• Records:
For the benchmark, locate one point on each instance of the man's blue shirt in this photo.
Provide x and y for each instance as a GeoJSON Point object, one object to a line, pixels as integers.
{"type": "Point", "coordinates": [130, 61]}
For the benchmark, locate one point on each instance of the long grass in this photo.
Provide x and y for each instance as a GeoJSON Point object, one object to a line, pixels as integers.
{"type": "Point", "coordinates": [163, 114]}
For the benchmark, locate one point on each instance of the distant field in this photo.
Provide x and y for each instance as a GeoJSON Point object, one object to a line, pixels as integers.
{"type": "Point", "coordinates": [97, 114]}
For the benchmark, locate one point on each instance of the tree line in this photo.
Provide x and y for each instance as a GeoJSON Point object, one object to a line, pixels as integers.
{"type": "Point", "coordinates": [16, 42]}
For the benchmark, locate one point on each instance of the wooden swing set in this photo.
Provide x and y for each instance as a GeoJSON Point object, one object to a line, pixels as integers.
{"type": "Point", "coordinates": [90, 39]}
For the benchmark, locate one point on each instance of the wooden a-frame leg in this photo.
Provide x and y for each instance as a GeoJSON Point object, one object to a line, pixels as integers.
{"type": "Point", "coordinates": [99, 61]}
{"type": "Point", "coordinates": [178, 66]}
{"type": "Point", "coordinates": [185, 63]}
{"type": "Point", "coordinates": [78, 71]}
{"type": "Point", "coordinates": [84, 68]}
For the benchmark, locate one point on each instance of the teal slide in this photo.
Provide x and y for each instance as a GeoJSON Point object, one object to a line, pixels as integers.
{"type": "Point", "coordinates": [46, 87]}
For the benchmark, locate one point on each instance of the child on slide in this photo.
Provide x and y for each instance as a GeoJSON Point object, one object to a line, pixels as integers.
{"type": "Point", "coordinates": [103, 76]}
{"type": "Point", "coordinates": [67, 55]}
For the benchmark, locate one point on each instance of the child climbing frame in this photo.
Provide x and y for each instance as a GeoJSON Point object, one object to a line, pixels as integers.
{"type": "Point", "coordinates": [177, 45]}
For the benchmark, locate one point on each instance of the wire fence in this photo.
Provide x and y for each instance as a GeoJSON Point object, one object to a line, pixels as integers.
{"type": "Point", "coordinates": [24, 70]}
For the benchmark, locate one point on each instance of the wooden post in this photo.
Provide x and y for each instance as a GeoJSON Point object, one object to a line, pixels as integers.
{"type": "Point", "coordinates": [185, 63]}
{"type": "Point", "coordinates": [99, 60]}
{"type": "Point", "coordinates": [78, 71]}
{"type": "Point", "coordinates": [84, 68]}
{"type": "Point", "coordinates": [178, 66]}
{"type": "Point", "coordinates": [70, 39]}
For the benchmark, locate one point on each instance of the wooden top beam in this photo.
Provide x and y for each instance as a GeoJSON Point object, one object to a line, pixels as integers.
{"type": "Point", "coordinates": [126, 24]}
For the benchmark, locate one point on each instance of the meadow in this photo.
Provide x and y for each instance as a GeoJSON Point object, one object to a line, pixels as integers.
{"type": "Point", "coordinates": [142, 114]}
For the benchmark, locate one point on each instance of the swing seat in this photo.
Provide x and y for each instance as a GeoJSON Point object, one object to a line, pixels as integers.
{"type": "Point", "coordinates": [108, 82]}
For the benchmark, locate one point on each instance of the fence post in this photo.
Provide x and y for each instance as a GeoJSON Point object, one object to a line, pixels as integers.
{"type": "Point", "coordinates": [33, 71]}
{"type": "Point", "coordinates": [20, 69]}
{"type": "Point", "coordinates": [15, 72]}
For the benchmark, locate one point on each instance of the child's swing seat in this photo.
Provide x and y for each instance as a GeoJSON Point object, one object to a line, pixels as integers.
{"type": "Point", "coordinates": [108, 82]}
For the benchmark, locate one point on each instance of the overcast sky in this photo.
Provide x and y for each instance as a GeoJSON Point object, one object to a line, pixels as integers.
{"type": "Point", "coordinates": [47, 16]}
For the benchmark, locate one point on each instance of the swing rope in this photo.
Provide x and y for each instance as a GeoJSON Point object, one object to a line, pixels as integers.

• Exercise requirements: Set down the listing above in full, please, exactly as it appears.

• Output below:
For the benchmark, locate one point on each instance of the man's blue shirt in this photo.
Provide x and y for each instance as a GeoJSON Point object, one object to a line, pixels as integers.
{"type": "Point", "coordinates": [130, 61]}
For the benchmark, locate one point on each instance of the long grass in this photo.
Provide x and y for each instance as a GeoJSON Point object, one object to a line, pixels as integers.
{"type": "Point", "coordinates": [163, 114]}
For the benchmark, locate one point on each instance of the distant field in this photo.
Provide x and y for each instance as a GeoJSON Point object, one object to a line, pixels as integers.
{"type": "Point", "coordinates": [97, 114]}
For the benchmark, locate one point on each instance of the tree line in this photo.
Provide x and y for each instance as a GeoJSON Point object, one object to a line, pixels as integers.
{"type": "Point", "coordinates": [16, 42]}
For the benchmark, locate one point on each instance of the wooden swing set in this photo.
Provide x and y for each instance as a GeoJSON Point object, one object to a line, pixels as integers.
{"type": "Point", "coordinates": [90, 39]}
For the benchmark, locate one point on each instance of the wooden a-frame leg in this photo.
Provide x and y for each instance as a GeoJSON Point object, one object to a line, pixels as integers.
{"type": "Point", "coordinates": [99, 61]}
{"type": "Point", "coordinates": [178, 66]}
{"type": "Point", "coordinates": [185, 63]}
{"type": "Point", "coordinates": [78, 71]}
{"type": "Point", "coordinates": [84, 68]}
For the benchmark, locate one point on each instance of the teal slide in this photo.
Provide x and y for each instance as a GeoJSON Point object, one object to a line, pixels as integers.
{"type": "Point", "coordinates": [46, 87]}
For the benchmark, locate one point on each instance of the child on slide in this photo.
Provide x and y for each instance as a GeoJSON Point object, one object to a line, pixels as integers.
{"type": "Point", "coordinates": [103, 76]}
{"type": "Point", "coordinates": [67, 55]}
For the benchmark, locate one point on each instance of the child climbing frame in this photo.
Provide x and y for each instance as a GeoJSON Point object, one object to a line, pixels as integers.
{"type": "Point", "coordinates": [177, 45]}
For the benchmark, locate one point on each instance of the wire fence in this photo.
Provide x and y for each instance as a GeoJSON Point object, one object to a line, pixels as integers.
{"type": "Point", "coordinates": [24, 70]}
For the benchmark, locate one point on each instance of the wooden post in this photo.
Provide x and y for each instance as a GeoJSON Point object, one object to a line, pixels as integers.
{"type": "Point", "coordinates": [185, 63]}
{"type": "Point", "coordinates": [99, 60]}
{"type": "Point", "coordinates": [78, 71]}
{"type": "Point", "coordinates": [84, 68]}
{"type": "Point", "coordinates": [178, 66]}
{"type": "Point", "coordinates": [70, 39]}
For the benchmark, locate one point on each instance of the wooden top beam in this photo.
Provide x and y for each instance as a GeoJSON Point object, one object to a line, pixels as integers.
{"type": "Point", "coordinates": [126, 24]}
For the benchmark, locate one point on each instance of the meadow in this photo.
Provide x and y for each instance as a GeoJSON Point object, one object to a line, pixels as integers.
{"type": "Point", "coordinates": [142, 114]}
For the benchmark, locate one point on each instance of the swing seat in this photo.
Provide x and y for each instance as a GeoJSON Point object, one object to a line, pixels as integers.
{"type": "Point", "coordinates": [108, 82]}
For the benchmark, locate one point on each instance of the fence post in this photo.
Provide x and y for each instance as a GeoJSON Point object, one object to a line, pixels as integers.
{"type": "Point", "coordinates": [33, 71]}
{"type": "Point", "coordinates": [20, 69]}
{"type": "Point", "coordinates": [15, 72]}
For the benchmark, locate one point on each instance of the child's swing seat in this photo.
Provide x and y for each instance as a GeoJSON Point object, one object to a line, pixels as integers.
{"type": "Point", "coordinates": [108, 82]}
For the benchmark, locate one point on each instance of the overcast sky in this photo.
Provide x and y for each instance as a GeoJSON Point object, one object to a line, pixels as integers.
{"type": "Point", "coordinates": [47, 16]}
For the benchmark, locate one point on each instance of the swing rope in this photo.
Provide x and y for each instance as a GeoJSON Point object, one object to a line, pixels as integers.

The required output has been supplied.